Image object location entries:

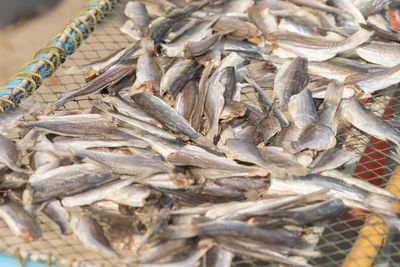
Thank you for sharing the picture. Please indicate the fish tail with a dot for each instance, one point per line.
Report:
(356, 39)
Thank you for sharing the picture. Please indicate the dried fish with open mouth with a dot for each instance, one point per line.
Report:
(221, 134)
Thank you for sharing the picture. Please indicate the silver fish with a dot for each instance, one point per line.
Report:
(197, 48)
(333, 96)
(363, 119)
(195, 156)
(267, 128)
(232, 109)
(368, 7)
(148, 71)
(165, 114)
(74, 125)
(237, 229)
(129, 108)
(290, 80)
(331, 159)
(137, 12)
(10, 180)
(131, 195)
(214, 104)
(196, 33)
(111, 76)
(266, 103)
(300, 216)
(382, 53)
(243, 151)
(58, 215)
(264, 20)
(302, 109)
(20, 222)
(176, 76)
(11, 118)
(315, 136)
(124, 164)
(64, 181)
(91, 234)
(9, 155)
(95, 194)
(186, 100)
(217, 256)
(65, 145)
(317, 48)
(240, 29)
(244, 183)
(339, 68)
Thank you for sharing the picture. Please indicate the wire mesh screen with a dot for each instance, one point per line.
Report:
(333, 239)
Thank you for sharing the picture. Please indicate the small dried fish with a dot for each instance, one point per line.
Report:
(91, 234)
(20, 222)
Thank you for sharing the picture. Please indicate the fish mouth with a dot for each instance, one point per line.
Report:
(159, 50)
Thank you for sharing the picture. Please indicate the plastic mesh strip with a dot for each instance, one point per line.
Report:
(334, 239)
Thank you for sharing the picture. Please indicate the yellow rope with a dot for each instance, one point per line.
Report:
(19, 258)
(30, 73)
(109, 5)
(15, 87)
(70, 262)
(90, 8)
(50, 49)
(68, 35)
(48, 261)
(48, 61)
(16, 77)
(89, 28)
(77, 31)
(87, 12)
(8, 101)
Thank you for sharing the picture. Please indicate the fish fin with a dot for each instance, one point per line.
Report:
(358, 38)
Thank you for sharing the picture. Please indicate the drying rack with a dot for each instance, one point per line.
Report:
(48, 76)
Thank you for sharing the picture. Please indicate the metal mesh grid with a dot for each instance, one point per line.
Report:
(334, 239)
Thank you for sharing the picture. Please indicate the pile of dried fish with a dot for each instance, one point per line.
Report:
(173, 165)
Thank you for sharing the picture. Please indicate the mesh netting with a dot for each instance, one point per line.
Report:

§ YOUR GOAL:
Copy the lines from the one containing "Thank you for sharing the picture. Please indicate the mesh" through the end of the records, swapping "mesh netting" for "fishing net" and leaving everything else as it is.

§ ANSWER TO THE TASK:
Thank you for sharing the picture. Please indicate the fishing net with a dot for each instance, one point per line.
Report:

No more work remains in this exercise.